▶ _Aufgabe 1_:
Beantworte anhand des Textes über das Orchester diese Fragen:
(a) Welcher Moment gehört laut Text stets zu den am meisten ersehnten?
(b) An welchem Datum begann für die Teilnehmenden des Orchesters die Umsetzung der Pläne?
(c) Wo liegt die Bildungsstätte Koppelsberg?
▶ _Aufgabe 2_:
Entnimm dem Text über das Orchester wörtlich die Passage von „Ein Orchester findet“ bis „und weitergegeben werden.“.

▶ _Ausgewählter Auszug_:

Ein Orchester findet sich zusammen
Von allen Meilensteinen eines sich neu zusammenfindenden Orchesters auf dem Weg zum abschließenden Konzert ist der Moment der ersten Anspielprobe stets einer der am meisten ersehnten. Hier entsteht zum ersten Mal eine Ahnung davon, was aus diesen Noten, aus diesen Instrumenten, aus diesen Musikerinnen und Musikern heraustreten kann, welche Gefühle und Empfindungen geformt und weitergegeben werden.
Doch geht auch diesem Erlebnis bereits sehr viel voraus: Von dem riesigen Organisationspensum eines solchen Projektes lässt sich als Musikerin oder Musiker nur jener Bruchteil erahnen, der in Form von Noten, Probenplänen, Unterkünften und vielen weiteren kleinen und großen Programmpunkten erlebbar wird. Die Umsetzung dieser Pläne begann für die Teilnehmenden des Orchesters am 02.10.2024. Bei der Anreise zur Bildungsstätte Koppelsberg in Plön zwischen Kiel und Lübeck sammelten sich bereits jene Teile des Orchesters, die sich in den öffentlichen Verkehrsmitteln durch Instrumentenkoffer, Gepäck für eine mehrtägige Reise und durch gleiches Umsteigeverhalten an den dem Probenort näherkommenden Bahnhöfen gegenseitig entdeckten. Spätestens wurde die Phase des Kennenlernens dann aber beim Beziehen der Zimmer begonnen und beim gemeinsamen Abendessen intensiviert.

▶ _Bereitgestellte Daten_:
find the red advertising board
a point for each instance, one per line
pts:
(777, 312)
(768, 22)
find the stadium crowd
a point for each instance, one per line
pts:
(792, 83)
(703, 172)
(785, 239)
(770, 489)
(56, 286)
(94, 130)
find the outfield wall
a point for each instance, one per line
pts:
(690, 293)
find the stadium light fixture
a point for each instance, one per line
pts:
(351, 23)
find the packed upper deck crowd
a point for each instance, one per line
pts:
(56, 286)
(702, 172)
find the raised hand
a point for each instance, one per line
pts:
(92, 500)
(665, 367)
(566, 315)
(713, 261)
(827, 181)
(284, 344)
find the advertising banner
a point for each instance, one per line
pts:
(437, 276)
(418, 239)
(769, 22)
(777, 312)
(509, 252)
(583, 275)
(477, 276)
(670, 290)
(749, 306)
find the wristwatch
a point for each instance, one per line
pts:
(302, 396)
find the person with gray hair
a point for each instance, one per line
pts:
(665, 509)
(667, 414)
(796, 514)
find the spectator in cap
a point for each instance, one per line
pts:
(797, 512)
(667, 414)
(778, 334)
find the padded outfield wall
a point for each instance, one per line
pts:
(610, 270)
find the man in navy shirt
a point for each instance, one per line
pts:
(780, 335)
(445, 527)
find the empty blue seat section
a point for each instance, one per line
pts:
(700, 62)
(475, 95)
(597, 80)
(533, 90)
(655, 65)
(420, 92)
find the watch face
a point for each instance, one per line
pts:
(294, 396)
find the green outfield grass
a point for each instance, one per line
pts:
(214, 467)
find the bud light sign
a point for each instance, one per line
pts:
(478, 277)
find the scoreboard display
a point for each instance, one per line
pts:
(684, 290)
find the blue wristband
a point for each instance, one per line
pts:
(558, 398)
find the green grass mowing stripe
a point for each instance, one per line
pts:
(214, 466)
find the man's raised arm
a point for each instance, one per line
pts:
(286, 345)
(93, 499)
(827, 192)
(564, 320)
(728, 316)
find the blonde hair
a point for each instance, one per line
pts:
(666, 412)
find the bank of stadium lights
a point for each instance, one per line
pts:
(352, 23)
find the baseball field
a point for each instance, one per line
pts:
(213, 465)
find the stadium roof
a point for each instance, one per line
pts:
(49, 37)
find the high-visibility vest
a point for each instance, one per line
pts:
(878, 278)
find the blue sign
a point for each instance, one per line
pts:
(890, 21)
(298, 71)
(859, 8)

▶ _Ergebnis 1_:
(a) Der Moment der ersten Anspielprobe.
(b) Am 02.10.2024.
(c) In Plön zwischen Kiel und Lübeck.

▶ _Ergebnis 2_:
Ein Orchester findet sich zusammen
Von allen Meilensteinen eines sich neu zusammenfindenden Orchesters auf dem Weg zum abschließenden Konzert ist der Moment der ersten Anspielprobe stets einer der am meisten ersehnten. Hier entsteht zum ersten Mal eine Ahnung davon, was aus diesen Noten, aus diesen Instrumenten, aus diesen Musikerinnen und Musikern heraustreten kann, welche Gefühle und Empfindungen geformt und weitergegeben werden.